- _Task item_
Return the full set of entries precisely. Do not carry over any pictures.

Collected data entries:

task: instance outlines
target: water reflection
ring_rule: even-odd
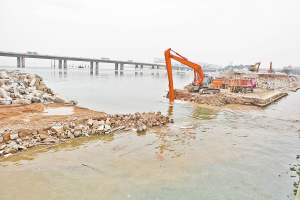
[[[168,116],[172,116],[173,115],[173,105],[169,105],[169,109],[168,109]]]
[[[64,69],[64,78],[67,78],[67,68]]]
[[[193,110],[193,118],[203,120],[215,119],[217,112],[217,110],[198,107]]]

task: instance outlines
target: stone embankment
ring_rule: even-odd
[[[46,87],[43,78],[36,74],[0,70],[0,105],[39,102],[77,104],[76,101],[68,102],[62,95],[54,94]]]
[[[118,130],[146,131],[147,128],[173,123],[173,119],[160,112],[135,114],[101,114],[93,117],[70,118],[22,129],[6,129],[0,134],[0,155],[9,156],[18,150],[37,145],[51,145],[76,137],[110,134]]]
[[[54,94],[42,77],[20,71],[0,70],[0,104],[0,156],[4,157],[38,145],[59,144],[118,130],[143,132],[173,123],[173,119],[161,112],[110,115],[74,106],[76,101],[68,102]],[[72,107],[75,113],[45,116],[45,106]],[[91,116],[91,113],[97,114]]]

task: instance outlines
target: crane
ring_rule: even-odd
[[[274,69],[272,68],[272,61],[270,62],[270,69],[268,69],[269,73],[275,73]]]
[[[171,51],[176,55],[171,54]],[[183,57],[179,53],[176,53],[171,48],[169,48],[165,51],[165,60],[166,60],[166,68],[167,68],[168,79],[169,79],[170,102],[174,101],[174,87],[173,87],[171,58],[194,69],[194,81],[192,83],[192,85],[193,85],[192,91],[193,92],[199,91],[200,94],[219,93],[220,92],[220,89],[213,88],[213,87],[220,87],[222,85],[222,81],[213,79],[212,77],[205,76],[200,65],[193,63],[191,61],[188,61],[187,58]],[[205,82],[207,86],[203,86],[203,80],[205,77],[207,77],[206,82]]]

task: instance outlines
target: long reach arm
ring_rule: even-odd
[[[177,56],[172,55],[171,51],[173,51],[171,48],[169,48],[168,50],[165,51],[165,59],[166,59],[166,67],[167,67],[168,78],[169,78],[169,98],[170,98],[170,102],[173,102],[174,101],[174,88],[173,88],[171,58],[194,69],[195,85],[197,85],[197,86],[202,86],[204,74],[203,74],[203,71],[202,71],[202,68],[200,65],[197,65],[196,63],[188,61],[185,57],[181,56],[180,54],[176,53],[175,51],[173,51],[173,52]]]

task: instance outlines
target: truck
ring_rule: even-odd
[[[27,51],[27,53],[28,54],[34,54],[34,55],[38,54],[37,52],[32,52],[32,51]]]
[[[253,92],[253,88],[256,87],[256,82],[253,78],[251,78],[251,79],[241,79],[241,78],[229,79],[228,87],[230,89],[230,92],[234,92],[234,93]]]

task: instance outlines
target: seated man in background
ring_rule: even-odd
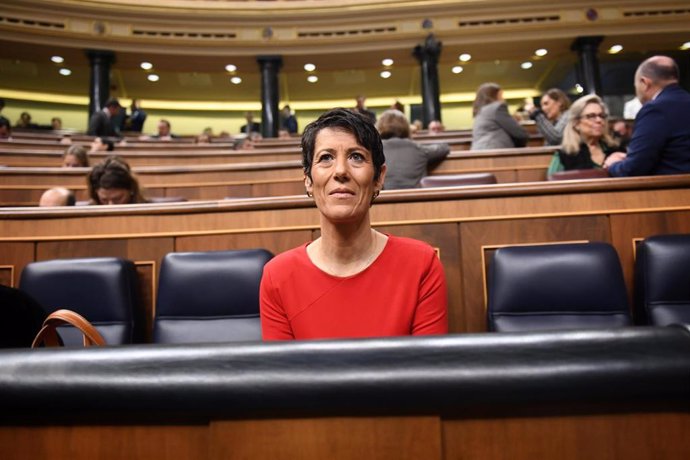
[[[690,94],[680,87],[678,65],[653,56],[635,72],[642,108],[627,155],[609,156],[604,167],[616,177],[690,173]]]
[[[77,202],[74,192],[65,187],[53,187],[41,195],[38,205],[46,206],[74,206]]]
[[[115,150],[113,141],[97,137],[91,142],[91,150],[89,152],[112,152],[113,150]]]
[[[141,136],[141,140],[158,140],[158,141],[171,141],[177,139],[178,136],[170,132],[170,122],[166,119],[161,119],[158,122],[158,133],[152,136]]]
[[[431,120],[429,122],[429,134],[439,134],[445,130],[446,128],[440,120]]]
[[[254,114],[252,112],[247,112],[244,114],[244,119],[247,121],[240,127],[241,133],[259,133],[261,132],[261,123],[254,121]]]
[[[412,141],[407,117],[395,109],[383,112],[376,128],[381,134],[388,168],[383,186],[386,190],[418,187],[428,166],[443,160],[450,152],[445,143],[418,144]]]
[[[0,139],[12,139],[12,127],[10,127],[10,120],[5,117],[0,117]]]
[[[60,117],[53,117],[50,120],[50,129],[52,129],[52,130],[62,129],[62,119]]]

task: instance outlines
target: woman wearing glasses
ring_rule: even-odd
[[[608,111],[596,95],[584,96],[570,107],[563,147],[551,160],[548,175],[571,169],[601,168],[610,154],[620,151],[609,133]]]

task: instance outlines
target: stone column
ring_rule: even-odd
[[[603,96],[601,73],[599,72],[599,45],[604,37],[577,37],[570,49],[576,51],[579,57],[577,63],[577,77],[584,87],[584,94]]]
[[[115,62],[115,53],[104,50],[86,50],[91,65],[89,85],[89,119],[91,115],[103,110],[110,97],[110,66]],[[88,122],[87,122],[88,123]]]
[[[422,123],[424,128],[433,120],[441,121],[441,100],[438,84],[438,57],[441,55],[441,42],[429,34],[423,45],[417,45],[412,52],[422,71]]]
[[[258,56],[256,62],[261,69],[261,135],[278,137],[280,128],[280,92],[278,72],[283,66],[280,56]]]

- _Response box_
task: instance outlines
target: water reflection
ring_rule: even-odd
[[[168,116],[172,116],[173,115],[173,105],[169,105],[169,109],[168,109]]]
[[[64,69],[64,78],[67,78],[67,68]]]
[[[193,110],[193,118],[203,120],[215,119],[217,112],[217,110],[198,107]]]

task: instance outlines
target: stone embankment
ring_rule: even-odd
[[[46,87],[43,78],[36,74],[0,70],[0,105],[39,102],[77,104],[76,101],[68,102],[62,95],[54,94]]]
[[[118,130],[146,131],[147,128],[173,123],[173,119],[160,112],[135,114],[101,114],[93,117],[70,118],[22,129],[6,129],[0,134],[0,155],[9,156],[18,150],[37,145],[51,145],[76,137],[110,134]]]
[[[54,94],[42,77],[20,71],[0,70],[0,104],[0,156],[4,157],[38,145],[59,144],[118,130],[143,132],[173,123],[173,119],[161,112],[110,115],[74,106],[76,101],[68,102]],[[72,107],[75,113],[45,116],[45,106]],[[91,116],[91,113],[97,114]]]

task: instance outlines
target: crane
ring_rule: even-odd
[[[274,69],[272,68],[272,61],[270,62],[270,69],[268,69],[269,73],[275,73]]]
[[[171,51],[176,55],[171,54]],[[183,57],[179,53],[176,53],[171,48],[169,48],[165,51],[165,60],[166,60],[166,68],[167,68],[168,79],[169,79],[170,102],[174,101],[174,87],[173,87],[171,58],[194,69],[194,81],[192,83],[192,85],[193,85],[192,91],[193,92],[199,91],[200,94],[219,93],[220,92],[220,89],[213,88],[213,87],[220,87],[222,85],[222,81],[213,79],[212,77],[205,76],[200,65],[193,63],[191,61],[188,61],[187,58]],[[205,82],[207,86],[203,86],[203,80],[205,77],[207,77],[206,82]]]

task: instance outlines
target: long reach arm
ring_rule: even-odd
[[[177,56],[172,55],[171,51],[173,51],[171,48],[169,48],[168,50],[165,51],[165,59],[166,59],[166,67],[167,67],[168,78],[169,78],[169,98],[170,98],[170,102],[173,102],[174,101],[174,88],[173,88],[171,58],[194,69],[195,85],[197,85],[197,86],[202,86],[204,74],[203,74],[203,71],[202,71],[202,68],[200,65],[197,65],[196,63],[188,61],[185,57],[181,56],[180,54],[176,53],[175,51],[173,51],[173,52]]]

task: instance outlines
target: truck
ring_rule: even-odd
[[[27,51],[27,53],[28,54],[34,54],[34,55],[38,54],[37,52],[32,52],[32,51]]]
[[[253,92],[253,88],[256,87],[256,82],[253,78],[251,78],[251,79],[241,79],[241,78],[229,79],[228,87],[230,89],[230,92],[234,92],[234,93]]]

task: instance outlines
target: seated man in background
ring_rule: even-odd
[[[690,94],[680,87],[678,65],[653,56],[635,72],[642,108],[627,155],[609,156],[604,167],[616,177],[690,173]]]
[[[77,202],[74,192],[65,187],[53,187],[41,195],[38,205],[46,206],[74,206]]]
[[[115,150],[113,141],[97,137],[91,142],[91,150],[89,152],[112,152],[113,150]]]
[[[141,136],[141,140],[158,140],[158,141],[171,141],[177,139],[178,136],[170,132],[170,122],[166,119],[161,119],[158,122],[158,133],[152,136]]]
[[[431,120],[429,122],[429,134],[439,134],[445,130],[446,128],[440,120]]]
[[[254,114],[252,112],[247,112],[244,114],[244,119],[247,121],[240,127],[241,133],[259,133],[261,132],[261,123],[254,121]]]
[[[412,141],[407,117],[395,109],[383,112],[376,128],[381,134],[388,168],[383,186],[386,190],[418,187],[428,166],[443,160],[450,152],[445,143],[418,144]]]
[[[0,139],[12,139],[12,127],[10,127],[10,120],[5,117],[0,117]]]
[[[60,117],[53,117],[50,120],[50,129],[52,129],[52,130],[62,129],[62,119]]]

task: instance outlines
target: woman wearing glasses
ring_rule: even-odd
[[[608,111],[596,95],[584,96],[570,107],[563,147],[551,160],[548,175],[571,169],[601,168],[610,154],[620,151],[609,133]]]

task: instance outlines
target: stone column
ring_rule: even-odd
[[[603,96],[601,73],[599,72],[599,45],[604,37],[577,37],[570,49],[576,51],[579,57],[577,63],[577,77],[584,87],[584,94]]]
[[[115,62],[115,53],[104,50],[86,50],[91,65],[89,85],[89,119],[91,115],[103,110],[110,97],[110,66]],[[88,122],[87,122],[88,123]]]
[[[422,123],[424,128],[433,120],[441,121],[441,100],[438,84],[438,57],[441,55],[441,42],[429,34],[423,45],[417,45],[412,52],[422,71]]]
[[[258,56],[256,62],[261,69],[261,135],[278,137],[280,128],[280,92],[278,72],[283,66],[280,56]]]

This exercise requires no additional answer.